**Document excerpt:**

= = = = = = =

CDC Analyzes Salmonella Peanut Butter Outbreak

Report highlights complexities of 'ingredient-driven' outbreaks and importance of rapid investigation

MONDAY, Feb. 9 (HealthDay News) -- The widespread outbreaks of Salmonella infections that hospitalized 116 patients and may have contributed to the deaths of eight people were traced to peanut butter and peanut paste used in other products manufactured by Peanut Corporation of America at its factory in Blakely, Ga., according to a report published in the Feb. 6 issue of the U.S. Centers for Disease Control and Prevention's Morbidity and Mortality Weekly Report.

Carlota Medus, Ph.D., of the Minnesota Department of Health in St. Paul, and colleagues describe how investigations beginning on November 25, 2008 into two clusters of infection with the Salmonella serotype Typhimurium were subsequently merged, leading investigators to discover an association with consumption of peanut butter.

Case control studies conducted by the CDC confirmed suspicions that peanut butter was the source of infection when they showed that 69 percent of case patients had eaten peanut butter in the week prior to infection versus 48 percent of the controls, and that 73 percent of case patients had eaten peanut butter crackers versus 17 percent of controls.

= = = = = = =

**Supplied information:**
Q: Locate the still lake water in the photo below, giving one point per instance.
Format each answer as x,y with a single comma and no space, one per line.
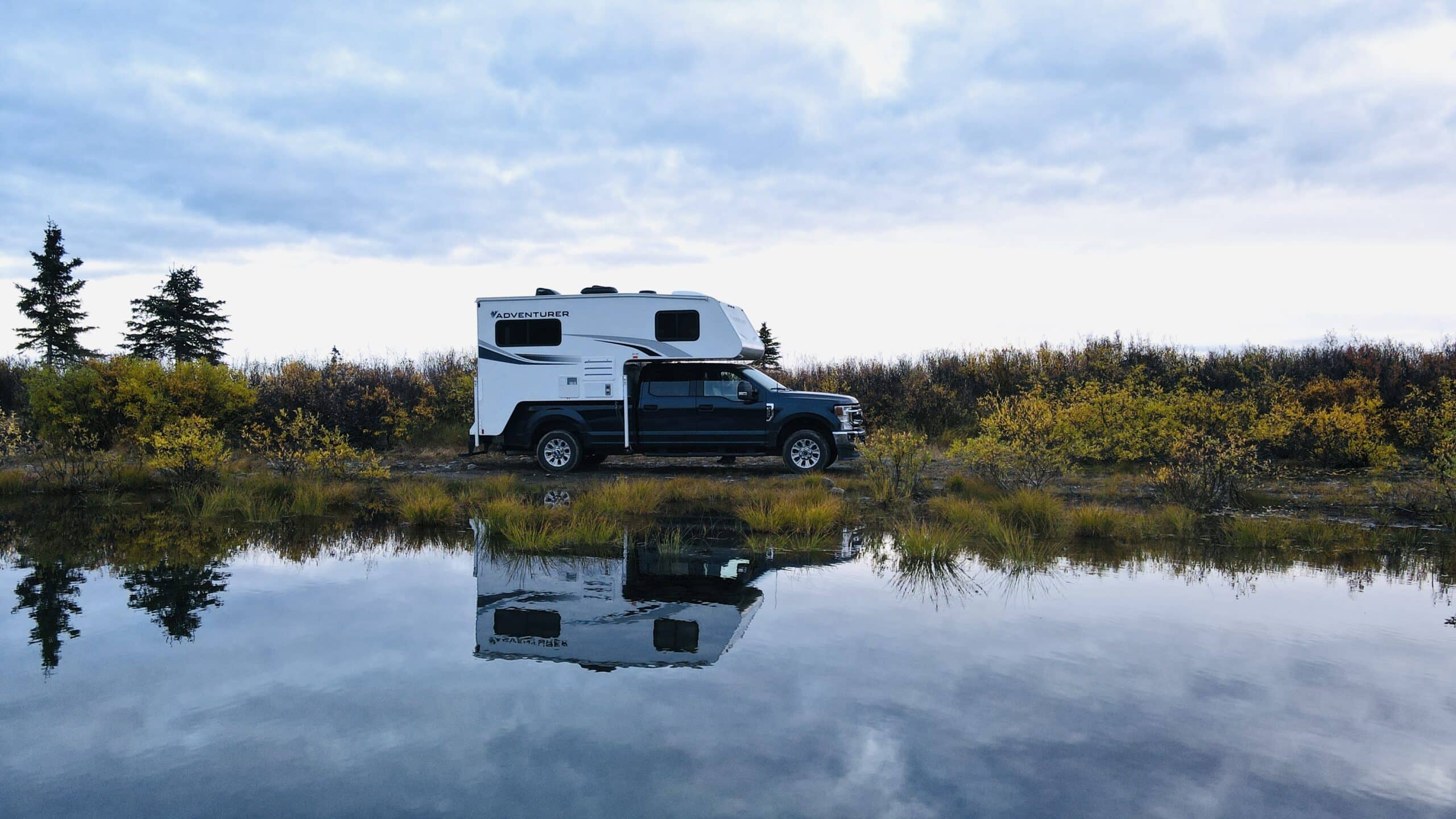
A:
373,677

= = = = = = =

**Prompt 1:**
According to the outbreak report, how many patients were hospitalized in the Salmonella outbreaks?
**Prompt 2:**
Quote the section of the outbreak report that begins with the words "Carlota Medus, Ph.D., of" and ends with the words "percent of controls.".
The lines after the outbreak report are separate material.

**Answer space 1:**
116 patients were hospitalized.

**Answer space 2:**
Carlota Medus, Ph.D., of the Minnesota Department of Health in St. Paul, and colleagues describe how investigations beginning on November 25, 2008 into two clusters of infection with the Salmonella serotype Typhimurium were subsequently merged, leading investigators to discover an association with consumption of peanut butter.

Case control studies conducted by the CDC confirmed suspicions that peanut butter was the source of infection when they showed that 69 percent of case patients had eaten peanut butter in the week prior to infection versus 48 percent of the controls, and that 73 percent of case patients had eaten peanut butter crackers versus 17 percent of controls.